TASKS TO CARRY OUT
1 - From the entries, extract every line that contains the word "photo".
2 - Continue the essay on the internal divide within Communism, starting after its final sentence.
------ DOCUMENT EXTRACT ------
The Problem Communists Cannot Answer

The Problem Communists Cannot Answer

Revisionists and Reality: The Internal Crisis of Communism

“Politics is not a struggle of ideals, but a struggle of power.”

- James Burnham

The Internal Divide: Two Kinds of Communists

What I have consistently observed, in dealing with self-identified Communists, is a sharp divide not simply between believers and critics, but within Communism itself. There exists a cohort, often older, often shaped by longer intellectual exposure, who reject the crude polemics that dominated the Stalinist period.

These “revisionist but still Communist” figures do not accept the caricature of Leon Trotsky as a saboteur, nor do they treat Nikolai Bukharin, Karl Radek, and others as enemies of socialism. Instead, they regard the purges and denunciations under Joseph Stalin as distortions, incidental to the project rather than essential to it, and maintain that those eliminated were, in fact, genuine Communists.

In contrast, the more rigid and doctrinaire elements, often younger militants, tend to reproduce the old accusations with surprising zeal. For them, deviation must always be explained as betrayal, and figures like Trotsky become necessary villains in a simplified moral narrative.

What is striking is that those with the longest memory of the movement, including many older intellectuals (and, as I would note, indeed decisive, Jewish Communists shaped by both European history and personal proximity to these events), tend to be far more cautious. They recognize that the internal conflicts of early Soviet history were not a struggle between purity and treason, but between competing visions within a shared ideological framework.

This is lost on the younger militants who dominant the Left, whether they support the Soviet experience, or if they are Anarchists, social-democrats and others. This important distinction is lost on them, which actually solidifies my view, that the Left logically gravitates to religious thinking rather than to anything “scientific.”

This more restrained interpretation is not unique to just my own experience observing the Far-Left. It aligns with strands of thought found among post-war Western Marxist historians and dissident Communists who attempted to salvage the intellectual core of Marxism while acknowledging the political distortions of the Soviet state.

The Myth of the “Wrecker”

Figures influenced by the later writings of people like Isaac Deutscher or E. H. Carr often arrived at similar conclusions: that the early Bolshevik leadership, despite its factionalism, represented a spectrum of legitimate socialist positions, and that the Stalinist consolidation required retroactively criminalizing that diversity.
------ DATASET EXTRACT ------
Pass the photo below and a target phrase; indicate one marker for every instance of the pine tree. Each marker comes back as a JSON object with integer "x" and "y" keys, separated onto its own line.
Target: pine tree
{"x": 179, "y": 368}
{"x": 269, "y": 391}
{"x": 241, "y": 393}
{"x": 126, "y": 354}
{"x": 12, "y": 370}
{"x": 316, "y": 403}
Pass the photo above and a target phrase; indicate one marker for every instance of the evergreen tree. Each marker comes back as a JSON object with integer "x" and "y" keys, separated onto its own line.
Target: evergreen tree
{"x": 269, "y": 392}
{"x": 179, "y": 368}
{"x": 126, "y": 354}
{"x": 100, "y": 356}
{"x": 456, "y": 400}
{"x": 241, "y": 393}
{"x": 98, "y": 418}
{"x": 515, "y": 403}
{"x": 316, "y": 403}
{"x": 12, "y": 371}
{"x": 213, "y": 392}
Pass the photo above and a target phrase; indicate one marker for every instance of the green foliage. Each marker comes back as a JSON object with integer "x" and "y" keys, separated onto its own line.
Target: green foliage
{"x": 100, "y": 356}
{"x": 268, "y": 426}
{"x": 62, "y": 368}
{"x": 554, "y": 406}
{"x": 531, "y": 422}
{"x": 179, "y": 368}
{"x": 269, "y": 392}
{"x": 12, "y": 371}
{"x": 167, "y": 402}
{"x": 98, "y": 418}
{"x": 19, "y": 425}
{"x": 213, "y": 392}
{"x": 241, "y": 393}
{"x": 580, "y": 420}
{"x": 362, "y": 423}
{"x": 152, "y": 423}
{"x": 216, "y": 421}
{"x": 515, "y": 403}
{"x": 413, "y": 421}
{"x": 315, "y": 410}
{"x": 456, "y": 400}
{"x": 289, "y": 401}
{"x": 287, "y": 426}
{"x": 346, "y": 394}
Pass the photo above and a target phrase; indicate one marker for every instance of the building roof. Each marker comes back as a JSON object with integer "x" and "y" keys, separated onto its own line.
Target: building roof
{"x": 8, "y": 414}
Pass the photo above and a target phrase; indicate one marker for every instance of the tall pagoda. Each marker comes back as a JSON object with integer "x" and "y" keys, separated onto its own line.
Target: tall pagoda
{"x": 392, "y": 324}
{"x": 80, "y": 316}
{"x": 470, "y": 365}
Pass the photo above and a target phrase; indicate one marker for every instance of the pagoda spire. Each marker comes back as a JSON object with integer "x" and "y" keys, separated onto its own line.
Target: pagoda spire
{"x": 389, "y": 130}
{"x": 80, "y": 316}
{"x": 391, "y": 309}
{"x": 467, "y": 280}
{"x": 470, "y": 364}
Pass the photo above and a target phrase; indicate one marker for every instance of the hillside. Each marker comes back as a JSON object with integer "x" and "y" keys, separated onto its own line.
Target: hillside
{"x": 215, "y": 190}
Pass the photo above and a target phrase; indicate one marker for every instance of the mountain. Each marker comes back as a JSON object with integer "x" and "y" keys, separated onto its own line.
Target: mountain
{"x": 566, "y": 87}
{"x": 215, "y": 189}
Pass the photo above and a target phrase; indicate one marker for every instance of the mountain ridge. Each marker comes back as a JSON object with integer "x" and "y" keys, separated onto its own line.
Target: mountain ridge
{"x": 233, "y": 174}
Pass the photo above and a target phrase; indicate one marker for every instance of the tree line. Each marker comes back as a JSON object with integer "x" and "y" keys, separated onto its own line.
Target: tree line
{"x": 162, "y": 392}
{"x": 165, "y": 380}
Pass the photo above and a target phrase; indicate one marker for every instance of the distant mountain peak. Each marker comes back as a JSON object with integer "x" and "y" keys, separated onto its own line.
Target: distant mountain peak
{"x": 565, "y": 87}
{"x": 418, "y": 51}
------
OUTPUTS IN ORDER
1 -
Pass the photo below and a target phrase; indicate one marker for every instance of the pine tree. Each marker comes back as a JSON object with integer "x" and "y" keys, separated onto its own line.
Pass the photo above and a target phrase; indicate one marker for every instance of the evergreen tree. Each marker comes back as a JSON object with integer "x" and "y" keys, separated onto its own line.
Pass the photo above and a target phrase; indicate one marker for every instance of the green foliage. Each marker comes back as a JSON object with integer "x" and "y" keys, separated onto its own line.
Pass the photo above and a target phrase; indicate one marker for every instance of the building roof. Each marker comes back as a JSON object with integer "x" and "y" keys, separated onto its own line.
Pass the photo above and a target phrase; indicate one marker for every instance of the tall pagoda. Each marker comes back as a JSON object with integer "x" and "y" keys, separated onto its own line.
Pass the photo above and a target phrase; indicate one marker for every instance of the pagoda spire. Each marker comes back as a JSON object with integer "x" and "y" keys, separated onto its own line.
Pass the photo above and a target phrase; indicate one marker for every instance of the hillside. Each marker comes back as a JSON object with integer "x" and "y" keys, separated onto its own line.
Pass the photo above and a target phrase; indicate one marker for every instance of the mountain. Each marker comes back as a JSON object with integer "x" and "y" keys, separated onto its own line.
Pass the photo above and a target phrase; indicate one marker for every instance of the mountain ridge. Each marker comes back as a JSON object with integer "x" and "y" keys, separated onto its own line.
Pass the photo above and a target phrase; indicate one marker for every instance of the tree line. Each marker comes back as a JSON object with integer "x" and "y" keys, separated onto its own line.
Pass the photo above and a target phrase; indicate one marker for every instance of the distant mountain peak. Each marker comes back as a JSON object with integer "x" and "y" keys, separated onto its own line.

2 -
Likewise, reform-minded insiders within the Soviet system itself implicitly conceded this point through their attempts at correction. The reform efforts associated with the Russian, Alexei Kosygin, particularly the 1965 economic reforms, were influenced in part by the ideas of Evsei Liberman, a Jewish economist who argued for limited market mechanisms within socialism.

The very need for such reforms suggested that the earlier system had calcified, and that its rigidities were not incidental but structural. Those who supported these reforms were, in effect, acknowledging that the system had suppressed viable alternatives, including some of the very figures once denounced as “wreckers.”

I would go so far as to say that this problem illustrates the force of certain capitalist arguments about incentives, not as ideology, but as constraint. Systems that fail to account for incentives do not merely perform poorly; they produce predictable distortions. This is often ignored by the Far-Left, which continues to point to surviving systems, particularly China, as evidence of viability. But that example only holds if one overlooks the extent to which such systems have already departed from strict planning in order to function at all. The point is not inevitability, but adaptation under pressure.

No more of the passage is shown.